Items from a dataset —
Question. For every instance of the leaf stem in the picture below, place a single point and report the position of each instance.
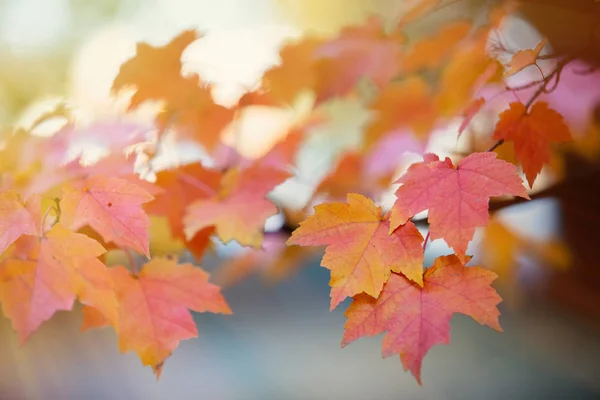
(132, 265)
(426, 240)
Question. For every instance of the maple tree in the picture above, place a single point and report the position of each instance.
(61, 216)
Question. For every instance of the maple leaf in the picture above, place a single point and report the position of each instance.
(429, 53)
(469, 68)
(153, 312)
(361, 250)
(153, 70)
(275, 261)
(295, 73)
(457, 197)
(112, 207)
(405, 104)
(194, 114)
(532, 132)
(189, 108)
(240, 208)
(59, 267)
(525, 58)
(366, 51)
(181, 187)
(16, 219)
(418, 318)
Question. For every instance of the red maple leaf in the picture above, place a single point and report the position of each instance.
(360, 253)
(112, 207)
(457, 197)
(418, 318)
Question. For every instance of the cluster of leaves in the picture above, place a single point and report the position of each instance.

DIRECTIONS —
Return all of the entries word for word, but omit the pictures.

OUTPUT OF THE TASK —
Question. For every instance of the leaf stem in the picture below, place a single point and report the position of each instance.
(132, 265)
(426, 240)
Question. For every instance of the maple tree in the picture above, place a single point and report the position of each instance.
(61, 216)
Question. For every instance of the maple leaf in the picture above, place a single point and report the position of each instance.
(429, 53)
(469, 68)
(153, 312)
(361, 250)
(153, 70)
(275, 261)
(295, 73)
(457, 197)
(112, 207)
(405, 104)
(194, 114)
(532, 132)
(189, 108)
(240, 208)
(59, 267)
(525, 58)
(366, 51)
(181, 187)
(16, 219)
(418, 318)
Question. For every instance of the red maple leaf in the picture above, place a single point and report the position of each instance.
(360, 253)
(112, 207)
(457, 197)
(418, 318)
Question. For every instance of the cluster of leaves in the picture above, place a single point and report the position of each instance.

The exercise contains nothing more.